_Work to be completed_. Show every line from the rows below that contains the word "bridge".
[START OF Extracted information]
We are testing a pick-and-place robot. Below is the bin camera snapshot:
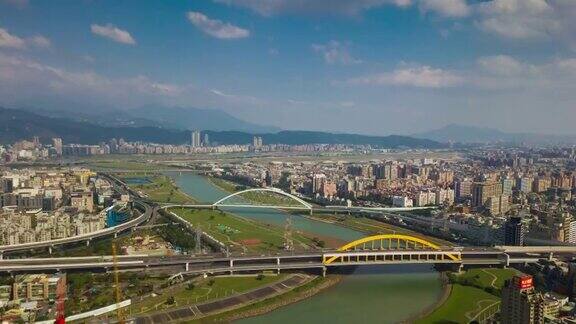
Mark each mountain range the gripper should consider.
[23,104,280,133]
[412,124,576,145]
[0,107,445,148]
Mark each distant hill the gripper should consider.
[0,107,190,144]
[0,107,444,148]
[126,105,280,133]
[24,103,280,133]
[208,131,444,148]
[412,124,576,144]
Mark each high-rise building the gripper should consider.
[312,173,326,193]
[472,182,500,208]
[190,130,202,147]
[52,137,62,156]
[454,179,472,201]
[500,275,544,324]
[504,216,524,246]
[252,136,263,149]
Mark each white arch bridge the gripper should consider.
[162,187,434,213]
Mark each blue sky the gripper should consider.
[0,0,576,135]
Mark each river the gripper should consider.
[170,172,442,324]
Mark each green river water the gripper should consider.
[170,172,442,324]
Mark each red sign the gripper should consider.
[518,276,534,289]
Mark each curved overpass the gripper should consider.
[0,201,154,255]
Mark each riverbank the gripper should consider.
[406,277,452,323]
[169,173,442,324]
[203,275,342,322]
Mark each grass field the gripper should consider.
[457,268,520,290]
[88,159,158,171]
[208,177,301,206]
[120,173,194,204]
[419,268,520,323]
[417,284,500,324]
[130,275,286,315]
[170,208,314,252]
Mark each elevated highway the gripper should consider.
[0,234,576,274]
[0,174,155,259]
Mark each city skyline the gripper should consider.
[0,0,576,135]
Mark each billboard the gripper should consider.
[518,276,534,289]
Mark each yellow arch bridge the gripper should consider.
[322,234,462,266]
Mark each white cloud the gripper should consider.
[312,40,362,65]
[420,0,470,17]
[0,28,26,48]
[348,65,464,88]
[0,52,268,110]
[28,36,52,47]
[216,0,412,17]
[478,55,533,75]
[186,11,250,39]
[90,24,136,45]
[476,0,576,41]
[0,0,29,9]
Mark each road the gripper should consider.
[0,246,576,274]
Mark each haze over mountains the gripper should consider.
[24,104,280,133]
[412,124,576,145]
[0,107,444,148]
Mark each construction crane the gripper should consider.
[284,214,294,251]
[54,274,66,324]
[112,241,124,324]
[END OF Extracted information]
_Problem solution_.
Mark each white arch bridge the gripper should consider.
Mark each yellow arch bridge the gripper should consider.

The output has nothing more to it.